Short exercise. Copy each of the entries below line for line, without changing a single character.

Listed records.
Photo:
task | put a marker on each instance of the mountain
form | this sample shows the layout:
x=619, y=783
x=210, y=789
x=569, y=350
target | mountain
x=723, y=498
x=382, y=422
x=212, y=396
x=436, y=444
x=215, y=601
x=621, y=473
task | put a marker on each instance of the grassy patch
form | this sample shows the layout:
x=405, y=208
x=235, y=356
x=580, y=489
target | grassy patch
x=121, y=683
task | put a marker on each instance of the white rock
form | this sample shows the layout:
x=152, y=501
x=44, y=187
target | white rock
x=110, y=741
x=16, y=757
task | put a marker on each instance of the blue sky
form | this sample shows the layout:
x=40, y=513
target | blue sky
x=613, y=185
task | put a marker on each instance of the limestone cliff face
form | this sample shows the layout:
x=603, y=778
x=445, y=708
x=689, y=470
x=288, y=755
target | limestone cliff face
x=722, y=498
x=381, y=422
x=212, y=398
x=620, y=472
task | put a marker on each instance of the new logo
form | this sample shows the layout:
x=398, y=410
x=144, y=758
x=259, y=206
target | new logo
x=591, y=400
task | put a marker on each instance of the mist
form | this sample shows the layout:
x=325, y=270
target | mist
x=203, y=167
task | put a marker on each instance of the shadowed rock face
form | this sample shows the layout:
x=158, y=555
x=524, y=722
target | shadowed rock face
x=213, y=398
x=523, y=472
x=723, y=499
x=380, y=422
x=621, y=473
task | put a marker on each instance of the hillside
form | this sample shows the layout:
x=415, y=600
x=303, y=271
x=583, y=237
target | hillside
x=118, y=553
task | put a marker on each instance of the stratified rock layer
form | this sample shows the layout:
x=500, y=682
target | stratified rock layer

Response.
Photo:
task | put a marker on each instance of the mountain
form | this sample shows the layout:
x=619, y=783
x=210, y=789
x=569, y=350
target | mountain
x=723, y=498
x=382, y=422
x=212, y=396
x=436, y=444
x=215, y=601
x=621, y=473
task | put a marker on each instance of the grassy patch
form | this sample shows the layout:
x=405, y=208
x=235, y=356
x=580, y=489
target | grassy patch
x=121, y=683
task | put a marker on each instance of the white rock
form | this sample shows the layout:
x=152, y=501
x=44, y=187
target | white rock
x=110, y=741
x=16, y=757
task | put a marker on each instance of the blue sky
form | this sample shows the layout:
x=40, y=513
target | blue sky
x=613, y=185
task | put a marker on each instance of the limestone cliff face
form | this sample shows the layout:
x=603, y=778
x=445, y=708
x=689, y=470
x=288, y=755
target | limestone cliff face
x=722, y=498
x=381, y=422
x=212, y=398
x=620, y=472
task | put a marker on each instance of the new logo
form | this sample shows the layout:
x=398, y=410
x=144, y=758
x=259, y=206
target | new logo
x=591, y=400
task | put a marker on each instance of the mist
form | this sample shows the layout:
x=325, y=270
target | mist
x=203, y=167
task | put a marker on each instance of the shadowed rock face
form | this sample shows the layout:
x=158, y=555
x=524, y=722
target | shadowed rock face
x=213, y=398
x=523, y=472
x=723, y=499
x=380, y=422
x=621, y=473
task | put a marker on each instance of the hillside
form | this sample shows the layout:
x=415, y=600
x=303, y=271
x=583, y=237
target | hillside
x=118, y=553
task | put a marker on each instance of the stratified rock layer
form | this sample shows the layout:
x=500, y=682
target | stratified rock layer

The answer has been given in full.